**Given instruction 1:**
Answer these questions using the article on peace journalism in Lebanon:
(a) At which organization does Ajab work as an investigative journalist and news writer?
(b) How does the article describe Elaph?
(c) According to the article, what do Lebanese newspapers and broadcast media traditionally align themselves with?
**Given instruction 2:**
Decide whether each statement agrees with the article on peace journalism in Lebanon. Answer yes or no, and quote the words from the article that settle it.
(a) Peace journalism is a widely accepted term in Lebanese media circles.
(b) Besides Elaph, Ajab writes for other media outlets in the region.
(c) Seeking out multiple sides to every story is one of the principles of peace journalism that Ajab names.
**Given instruction 3:** Continue the article on peace journalism in Lebanon from the point where it stops.

--- begin Text passage ---

Issue:

Peace Journalists Needed in Lebanon and World

Nisrine Ajab (SPI ’09 & ’10). Photo by Jon Styer.

Fellow journalists tend to react with confusion when Nisrine Ajab (SPI ’09 & ’10) talks about “peace journalism.” It is not a widely understood or accepted term in Lebanese media circles, where newspapers and broadcast media traditionally align themselves with specific political parties.

Ajab, however, believes that peacebuilding tools are an essential part of good journalism – and that good journalism is an essential part of peacebuilding.

“The messages that are sent through media play a big role in influencing how people behave,” says Ajab, who works as an investigative journalist and news writer at Future News TV in Beirut.

Because of this, she says, media can and should play an important role in peacebuilding work.

Ajab also writes for Elaph, the first Arabic e-newspaper, as well as several other media outlets in the region.

The principles of peace journalism, she says, include eliminating bias, seeking out multiple sides to every story, and using words and language carefully, mindful of their impact on readers and society.

--- end Text passage ---
--- begin Information supplied ---

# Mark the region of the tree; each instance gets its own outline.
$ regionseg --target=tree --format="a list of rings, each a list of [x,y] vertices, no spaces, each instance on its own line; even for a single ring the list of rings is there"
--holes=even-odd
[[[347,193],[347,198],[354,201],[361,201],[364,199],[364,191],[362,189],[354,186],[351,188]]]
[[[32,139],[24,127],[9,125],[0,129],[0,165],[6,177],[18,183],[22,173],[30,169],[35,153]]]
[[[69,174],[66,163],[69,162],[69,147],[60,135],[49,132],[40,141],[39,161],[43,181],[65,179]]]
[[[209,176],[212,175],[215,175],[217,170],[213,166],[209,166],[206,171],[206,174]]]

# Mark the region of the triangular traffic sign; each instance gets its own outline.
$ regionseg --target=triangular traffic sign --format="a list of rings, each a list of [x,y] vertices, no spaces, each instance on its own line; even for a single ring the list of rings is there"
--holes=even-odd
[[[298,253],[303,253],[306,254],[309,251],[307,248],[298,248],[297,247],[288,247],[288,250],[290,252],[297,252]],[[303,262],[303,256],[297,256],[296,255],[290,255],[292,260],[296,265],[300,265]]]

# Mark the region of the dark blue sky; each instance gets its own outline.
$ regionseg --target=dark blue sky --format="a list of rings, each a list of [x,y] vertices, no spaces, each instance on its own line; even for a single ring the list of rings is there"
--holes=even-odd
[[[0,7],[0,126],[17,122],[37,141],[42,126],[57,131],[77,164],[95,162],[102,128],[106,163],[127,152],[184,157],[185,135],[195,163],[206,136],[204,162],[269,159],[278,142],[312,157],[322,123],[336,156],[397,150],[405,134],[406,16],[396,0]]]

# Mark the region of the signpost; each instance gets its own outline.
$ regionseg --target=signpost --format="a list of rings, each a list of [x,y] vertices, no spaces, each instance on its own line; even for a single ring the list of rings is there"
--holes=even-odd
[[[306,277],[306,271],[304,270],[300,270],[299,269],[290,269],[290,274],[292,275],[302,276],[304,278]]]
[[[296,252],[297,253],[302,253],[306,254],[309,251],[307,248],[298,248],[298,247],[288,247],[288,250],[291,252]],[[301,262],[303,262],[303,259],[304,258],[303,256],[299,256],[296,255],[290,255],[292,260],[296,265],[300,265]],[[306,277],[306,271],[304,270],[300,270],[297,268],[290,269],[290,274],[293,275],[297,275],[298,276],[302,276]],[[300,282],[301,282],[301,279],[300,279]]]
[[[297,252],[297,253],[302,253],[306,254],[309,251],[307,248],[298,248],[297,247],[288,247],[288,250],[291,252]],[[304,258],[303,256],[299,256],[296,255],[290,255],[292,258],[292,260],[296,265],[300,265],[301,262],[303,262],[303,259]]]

--- end Information supplied ---

**Result 1:**
(a) Future News TV in Beirut
(b) As the first Arabic e-newspaper
(c) Specific political parties

**Result 2:**
(a) No: "It is not a widely understood or accepted term in Lebanese media circles"
(b) Yes: "as well as several other media outlets in the region"
(c) Yes: "seeking out multiple sides to every story"

**Result 3:**
“I think a peace journalist is someone who has to dig for the truth before judging what’s going on,” says Ajab. “And when we are covering a story, we should give all parties the chance to talk about their point of view.”

While attending SPI, Ajab began work on a documentary film about the peacebuilding work her fellow students and instructors were involved in. While she has yet to finish editing the video, she hopes that it will become the first of many such projects. Eventually, she envisions traveling the world to film documentaries on peacebuilding themes.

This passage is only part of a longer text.